-- DIRECTIVE --
Please print each of the following items again, word for word and in the same order.

────────────────

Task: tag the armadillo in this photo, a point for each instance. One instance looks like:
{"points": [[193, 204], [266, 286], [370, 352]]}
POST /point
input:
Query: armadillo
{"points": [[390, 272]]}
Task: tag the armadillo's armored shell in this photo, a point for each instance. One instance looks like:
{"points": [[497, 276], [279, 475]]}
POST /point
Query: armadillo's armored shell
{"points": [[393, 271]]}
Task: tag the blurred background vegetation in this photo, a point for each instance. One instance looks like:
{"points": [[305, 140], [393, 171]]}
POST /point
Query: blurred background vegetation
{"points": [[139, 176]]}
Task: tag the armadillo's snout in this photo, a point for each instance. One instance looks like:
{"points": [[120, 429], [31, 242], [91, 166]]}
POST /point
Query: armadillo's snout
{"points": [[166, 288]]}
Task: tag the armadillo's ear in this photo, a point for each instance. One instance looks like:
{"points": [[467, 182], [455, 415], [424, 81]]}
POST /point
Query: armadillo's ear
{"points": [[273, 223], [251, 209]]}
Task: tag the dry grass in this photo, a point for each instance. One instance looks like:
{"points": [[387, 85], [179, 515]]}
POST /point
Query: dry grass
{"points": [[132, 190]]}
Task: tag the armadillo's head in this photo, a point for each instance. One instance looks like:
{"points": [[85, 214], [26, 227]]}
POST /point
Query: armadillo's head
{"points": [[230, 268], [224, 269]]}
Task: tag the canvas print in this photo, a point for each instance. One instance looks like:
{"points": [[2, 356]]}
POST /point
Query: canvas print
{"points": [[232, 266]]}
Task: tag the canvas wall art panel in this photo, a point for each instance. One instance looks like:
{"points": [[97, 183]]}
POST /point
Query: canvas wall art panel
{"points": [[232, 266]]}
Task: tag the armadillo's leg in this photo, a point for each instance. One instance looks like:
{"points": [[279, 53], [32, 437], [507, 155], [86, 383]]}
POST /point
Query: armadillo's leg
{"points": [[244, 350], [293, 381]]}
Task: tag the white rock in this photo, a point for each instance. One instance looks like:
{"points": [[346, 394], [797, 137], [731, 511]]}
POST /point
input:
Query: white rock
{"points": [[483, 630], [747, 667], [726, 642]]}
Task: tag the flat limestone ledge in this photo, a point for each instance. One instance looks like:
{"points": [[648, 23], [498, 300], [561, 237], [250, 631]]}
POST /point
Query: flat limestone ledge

────────────────

-- EXERCISE ANSWER --
Task: tag the armadillo in this photo, a point for each instance. One instance looks like:
{"points": [[193, 204], [266, 286], [370, 352]]}
POST /point
input:
Query: armadillo
{"points": [[390, 272]]}
Task: tag the armadillo's armored shell in this photo, a point for each instance. One instance looks like:
{"points": [[497, 276], [279, 475]]}
POST /point
Query: armadillo's armored shell
{"points": [[393, 271]]}
Task: tag the blurred background vegetation in this photo, a point for each instance. One instance looks like:
{"points": [[305, 140], [393, 171]]}
POST /point
Query: blurred background vegetation
{"points": [[139, 176]]}
Task: tag the armadillo's snout in this photo, a point for each instance. One instance looks like:
{"points": [[120, 429], [31, 242], [91, 166]]}
POST /point
Query: armadillo's snout
{"points": [[166, 288]]}
Task: tag the armadillo's ear in this photo, a point for each instance. One instance looks like:
{"points": [[467, 182], [455, 415], [424, 81]]}
POST /point
Query: armadillo's ear
{"points": [[273, 223], [251, 209]]}
Task: tag the dry grass in this photo, a point for each instance. One instance looks like:
{"points": [[387, 85], [179, 515]]}
POST /point
Query: dry grass
{"points": [[132, 190]]}
Task: tag the armadillo's head in this photo, a point for each instance. One instance looks like:
{"points": [[85, 214], [26, 227]]}
POST /point
Query: armadillo's head
{"points": [[230, 268], [224, 269]]}
Task: tag the canvas print in this photo, a point for each instance. One instance looks like:
{"points": [[2, 356]]}
POST /point
Query: canvas print
{"points": [[232, 266]]}
Task: tag the canvas wall art panel in this photo, a point for each instance. One instance looks like:
{"points": [[97, 183]]}
POST /point
Query: canvas wall art panel
{"points": [[232, 266]]}
Task: tag the armadillo's leg in this photo, a point for each instance. One instance looks like:
{"points": [[279, 53], [32, 437], [507, 155], [86, 383]]}
POST /point
Query: armadillo's leg
{"points": [[244, 350], [293, 381]]}
Task: tag the white rock in this photo, a point for each instance. One instance looks like:
{"points": [[346, 394], [797, 137], [731, 511]]}
POST /point
input:
Query: white rock
{"points": [[483, 630], [747, 667], [726, 642]]}
Task: tag the flat limestone ledge in this photo, a point for each instance. One instance looks like:
{"points": [[648, 23], [498, 300], [561, 237], [250, 631]]}
POST /point
Query: flat limestone ledge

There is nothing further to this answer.